## EXERCISE AIM
Please print the stretch from "Although US$399 seems" through "buyers within months." of the eco-friendly products text below, word for word.

A Nebia shower head.
Buy efficient shower heads
Nebia raised more than US$3 million in 2015 on the crowdfunding platform Kickstarter and shipped its first batch of shower heads to enthusiastic backers last month. The San Francisco-based company uses a special technology to atomise water, using 70 per cent less water than regular shower heads.

Although US$399 seems like a hefty price tag for a shower head, it is worth it in the long term because it will dramatically cut down your monthly water bill. Nebia is now available for pre-order and is scheduled to be shipped to buyers within months.

Sustainable party ware designed by Leaf Republic.
Use biodegradable party ware
Throw a guilt-free party by replacing disposable paper and plastic plates with biodegradable party ware. German start-up Leaf Republic started out as a wildly successful Kickstarter campaign and began mass production last year. Its products – bowls and plates – consist of a leaf-made paper pressed in between two layers of leaves. They are sturdy and waterproof, but biodegradable within 28 days. Leaf Republic’s party ware is available on at slightly less than 1 (HK$8.32) per plate. Currently, however, it does not ship to Hong Kong.
A similar alternative, made from banana leaves in Nepal, is available at a more affordable price of HK$68 for 100 plates at lifestyle concept store Pimary in Tai Po.
Boc’n’Roll sandwich wrap. Photo: Xiaomei Chen
Eat on the go

Take a large leap towards a plastic-free life by saying no to plastic food packaging and disposable tableware.

## SUPPLIED DATA
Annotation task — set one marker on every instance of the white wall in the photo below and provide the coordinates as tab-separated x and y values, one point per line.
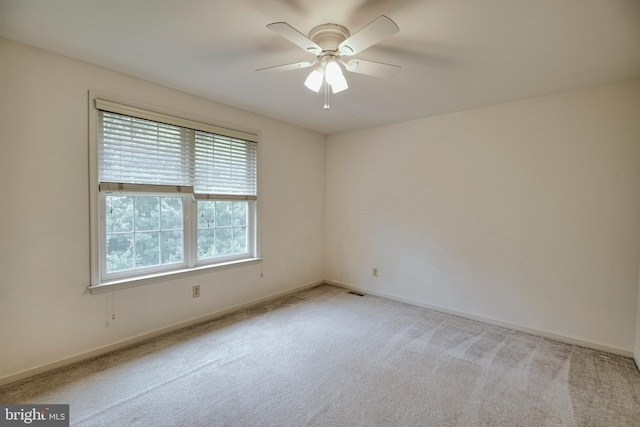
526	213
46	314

---

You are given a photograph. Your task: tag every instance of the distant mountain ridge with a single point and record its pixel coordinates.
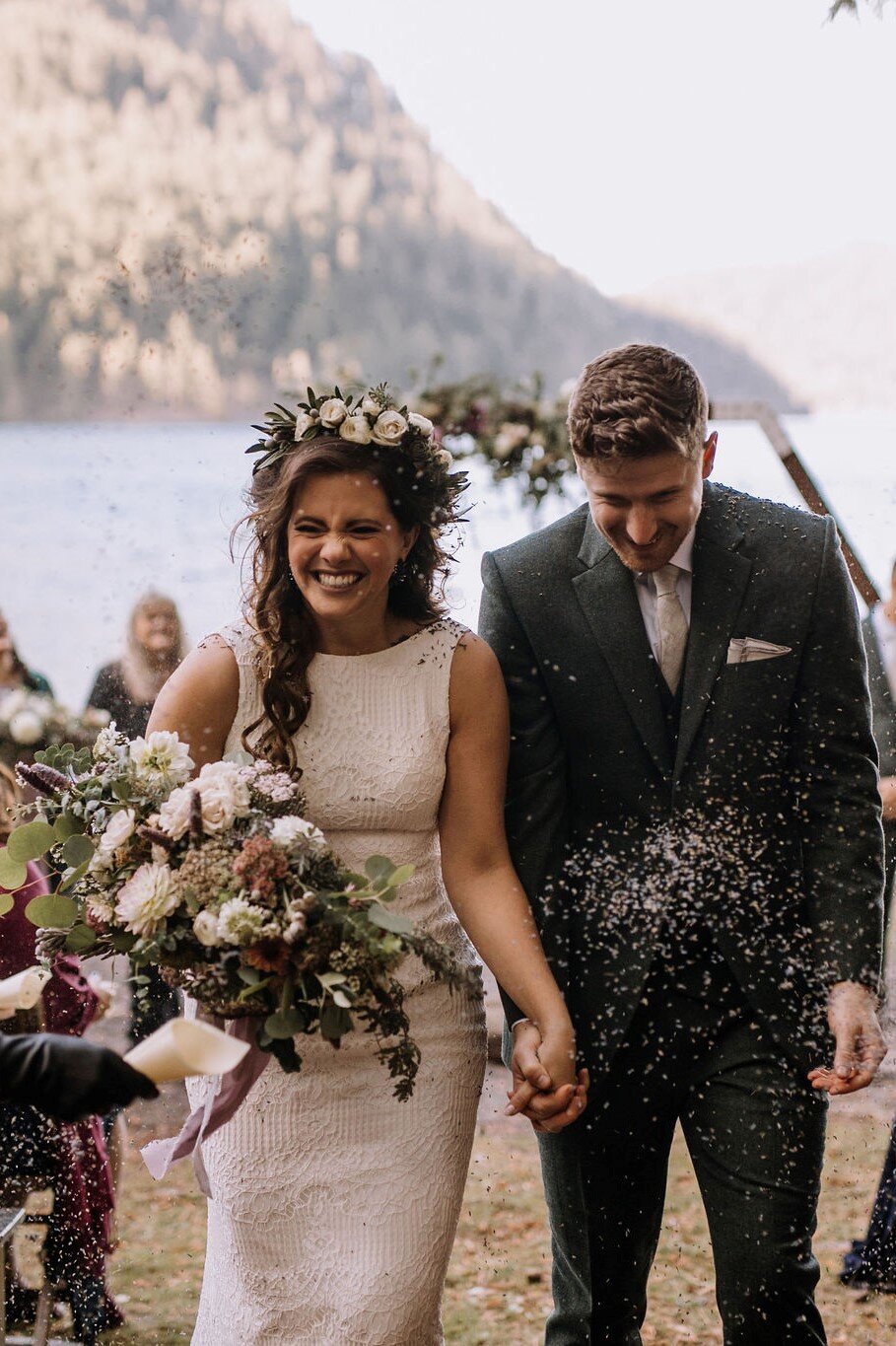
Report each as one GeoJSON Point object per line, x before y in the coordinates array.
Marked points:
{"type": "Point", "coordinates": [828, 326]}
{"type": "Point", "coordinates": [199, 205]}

## RESULT FOR THIS EXERCISE
Although US$399 seems like a hefty price tag for a shower head, it is worth it in the long term because it will dramatically cut down your monthly water bill. Nebia is now available for pre-order and is scheduled to be shipped to buyers within months.